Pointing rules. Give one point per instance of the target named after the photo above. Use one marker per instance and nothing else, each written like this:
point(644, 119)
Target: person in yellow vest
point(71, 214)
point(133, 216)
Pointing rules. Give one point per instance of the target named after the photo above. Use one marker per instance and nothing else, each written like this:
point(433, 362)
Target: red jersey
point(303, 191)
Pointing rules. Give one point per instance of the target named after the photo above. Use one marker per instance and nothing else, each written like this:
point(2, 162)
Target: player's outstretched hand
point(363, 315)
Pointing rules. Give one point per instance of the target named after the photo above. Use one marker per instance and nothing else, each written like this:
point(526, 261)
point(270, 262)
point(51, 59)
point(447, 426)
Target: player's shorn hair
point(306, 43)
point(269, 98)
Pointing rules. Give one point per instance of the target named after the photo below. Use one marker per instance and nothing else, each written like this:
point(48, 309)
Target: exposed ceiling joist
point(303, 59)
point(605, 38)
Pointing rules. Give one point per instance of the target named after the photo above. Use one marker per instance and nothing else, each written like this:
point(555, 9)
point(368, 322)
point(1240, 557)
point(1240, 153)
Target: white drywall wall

+++

Reproduce every item above verbatim, keeping each line unchanged and in its original order.

_Full solution_.
Pointing rules. Give one point per instance of the target named after the photo above. Use one marker per instance and nothing else, each written like this:
point(644, 119)
Target: person in yellow vest
point(71, 214)
point(133, 216)
Pointing rules. Give one point per instance of the target named after the photo above. Use one marker per instance and nothing else, each written like this:
point(433, 362)
Target: red jersey
point(303, 191)
Pointing rules. Give one point per instance of the target named after the photo above. Use one marker per instance and nothing else, each written like this:
point(2, 162)
Target: player's outstretched hand
point(363, 315)
Pointing rules. Give one point per instance of the target named after the photo above. Use one marker per instance and nothing else, each written like this:
point(526, 261)
point(270, 262)
point(51, 59)
point(447, 426)
Target: player's shorn hair
point(306, 43)
point(269, 98)
Pointing rules. Give one point per instance of the target named after the photo below. Use one marker per instance and nothing else, each written like this:
point(48, 309)
Target: exposed ceiling joist
point(303, 59)
point(605, 38)
Pointing rules. Give one point per instance of the target named after the photo above. Use one marker per instance and nothing else, each written like this:
point(555, 9)
point(368, 322)
point(1240, 557)
point(1240, 153)
Target: white drywall wall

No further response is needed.